━━━━━ DATA ENTRIES ━━━━━

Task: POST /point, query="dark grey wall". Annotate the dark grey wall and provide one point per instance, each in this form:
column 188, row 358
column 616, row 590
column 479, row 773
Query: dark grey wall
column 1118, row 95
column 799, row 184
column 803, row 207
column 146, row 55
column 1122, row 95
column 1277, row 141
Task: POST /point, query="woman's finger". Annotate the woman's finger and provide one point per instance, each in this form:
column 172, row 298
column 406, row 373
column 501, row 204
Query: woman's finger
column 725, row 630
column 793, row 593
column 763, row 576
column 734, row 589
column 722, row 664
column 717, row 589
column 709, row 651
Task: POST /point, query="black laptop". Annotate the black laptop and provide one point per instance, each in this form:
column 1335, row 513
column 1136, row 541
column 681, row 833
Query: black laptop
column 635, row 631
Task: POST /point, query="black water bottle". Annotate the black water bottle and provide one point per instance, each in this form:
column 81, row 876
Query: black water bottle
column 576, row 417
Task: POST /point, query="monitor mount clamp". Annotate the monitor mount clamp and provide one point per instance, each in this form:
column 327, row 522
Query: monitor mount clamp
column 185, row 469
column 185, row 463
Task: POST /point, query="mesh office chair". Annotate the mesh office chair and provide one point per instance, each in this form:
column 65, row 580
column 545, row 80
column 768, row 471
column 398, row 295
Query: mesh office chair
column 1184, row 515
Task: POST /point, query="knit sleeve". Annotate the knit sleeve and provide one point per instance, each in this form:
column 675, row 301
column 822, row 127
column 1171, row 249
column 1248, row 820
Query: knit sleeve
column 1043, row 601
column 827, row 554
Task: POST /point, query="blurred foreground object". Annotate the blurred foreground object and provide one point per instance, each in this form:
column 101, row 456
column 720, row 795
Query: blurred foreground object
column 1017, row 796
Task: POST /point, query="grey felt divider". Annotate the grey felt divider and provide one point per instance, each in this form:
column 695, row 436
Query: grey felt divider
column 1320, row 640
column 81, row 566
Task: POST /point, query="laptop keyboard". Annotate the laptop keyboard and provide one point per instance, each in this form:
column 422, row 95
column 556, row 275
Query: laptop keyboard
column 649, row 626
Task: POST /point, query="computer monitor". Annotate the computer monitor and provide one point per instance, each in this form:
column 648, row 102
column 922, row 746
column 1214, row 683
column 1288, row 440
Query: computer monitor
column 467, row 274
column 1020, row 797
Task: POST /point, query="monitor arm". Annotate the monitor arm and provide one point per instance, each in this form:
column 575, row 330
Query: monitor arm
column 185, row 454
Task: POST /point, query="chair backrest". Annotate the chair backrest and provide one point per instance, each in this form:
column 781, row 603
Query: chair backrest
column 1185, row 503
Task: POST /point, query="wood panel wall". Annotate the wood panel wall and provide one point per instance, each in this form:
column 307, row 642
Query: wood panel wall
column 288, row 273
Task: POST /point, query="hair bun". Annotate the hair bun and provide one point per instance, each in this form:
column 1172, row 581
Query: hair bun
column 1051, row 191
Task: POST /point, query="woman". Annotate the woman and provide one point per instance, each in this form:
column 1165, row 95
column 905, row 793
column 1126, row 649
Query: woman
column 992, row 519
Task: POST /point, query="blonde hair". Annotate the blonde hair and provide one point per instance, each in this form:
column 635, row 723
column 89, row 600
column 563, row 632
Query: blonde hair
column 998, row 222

━━━━━

TASK DETAILS ->
Reproduce all the rows above, substituting "Mark" for every "Annotate" and leaving everything else the same.

WRITTEN ANSWER ->
Task: POST /point, query="dark grey wall". Mark the dark grey wall and provide one point per instance, each in this form:
column 188, row 358
column 616, row 590
column 479, row 773
Query: dark grey wall
column 1118, row 95
column 799, row 184
column 803, row 207
column 146, row 55
column 1122, row 95
column 1277, row 141
Task: POST /point, query="woman's finger". Mark the woman's finger and provide one point per instance, each in this form:
column 172, row 298
column 406, row 373
column 501, row 204
Query: woman's finger
column 725, row 630
column 793, row 593
column 763, row 576
column 734, row 589
column 722, row 664
column 717, row 589
column 709, row 651
Task: POST /point, query="black laptop". Mark the black laptop and provide one point per instance, each in this form:
column 1335, row 513
column 1136, row 541
column 681, row 833
Query: black laptop
column 635, row 631
Task: POST /point, query="black water bottle". Mark the black water bottle and provide one point per instance, each in this form:
column 81, row 876
Query: black water bottle
column 576, row 417
Task: POST /point, query="monitor mount clamp". Mark the monitor mount clamp and provide one point per instance, each in this form:
column 327, row 522
Query: monitor mount clamp
column 185, row 469
column 185, row 463
Task: POST /point, query="mesh office chair". Mark the mesh office chair and provide one point per instance, each in this form:
column 65, row 580
column 545, row 80
column 768, row 471
column 398, row 295
Query: mesh office chair
column 1184, row 515
Task: POST /point, query="knit sleeve". Mark the knit sleeve and provide one point per instance, each in this form:
column 675, row 301
column 822, row 127
column 1171, row 249
column 1248, row 820
Query: knit sleeve
column 1043, row 601
column 827, row 554
Task: POST /point, query="blurred foreground object". Mark the blurred foreground object and provide one point per instance, each in this form:
column 101, row 456
column 720, row 795
Query: blurred foreground object
column 1017, row 796
Task: POST /point, query="grey felt divider". Mark the grey felt divider and provide one point per instance, each in this form:
column 695, row 436
Query: grey felt divider
column 1320, row 640
column 81, row 566
Task: POST /point, query="laptop keyboard". Mark the laptop keyboard and provide one point per instance, each in this form:
column 422, row 95
column 556, row 275
Query: laptop keyboard
column 649, row 626
Task: POST /point, query="computer monitor". Mark the computer monitor and provide one point per instance, each in this form:
column 648, row 102
column 922, row 746
column 1214, row 683
column 1288, row 440
Query: computer monitor
column 467, row 274
column 1020, row 797
Task: POST /point, query="monitor arm". Mark the monitor arm and provide one point per instance, each in this form:
column 575, row 330
Query: monitor arm
column 185, row 454
Task: POST /point, query="chair backrest". Mark the chair backrest and provide one point per instance, each in this form:
column 781, row 603
Query: chair backrest
column 1185, row 503
Task: POST /point, query="wood panel wall". Mark the wood panel wall and provide one point per instance, each in this form:
column 307, row 642
Query: wood panel wall
column 288, row 273
Task: POST /point, query="hair bun". Mark the hair bun and provide one point per instance, each in this form:
column 1172, row 581
Query: hair bun
column 1051, row 191
Task: POST /point, query="woman". Mark the woman and provide one point per instance, each in this form:
column 1165, row 95
column 905, row 793
column 1126, row 649
Query: woman
column 992, row 519
Task: POST /point, query="blonde hair". Mark the blonde hair and provide one point per instance, each in this form:
column 635, row 723
column 89, row 600
column 563, row 632
Query: blonde hair
column 998, row 222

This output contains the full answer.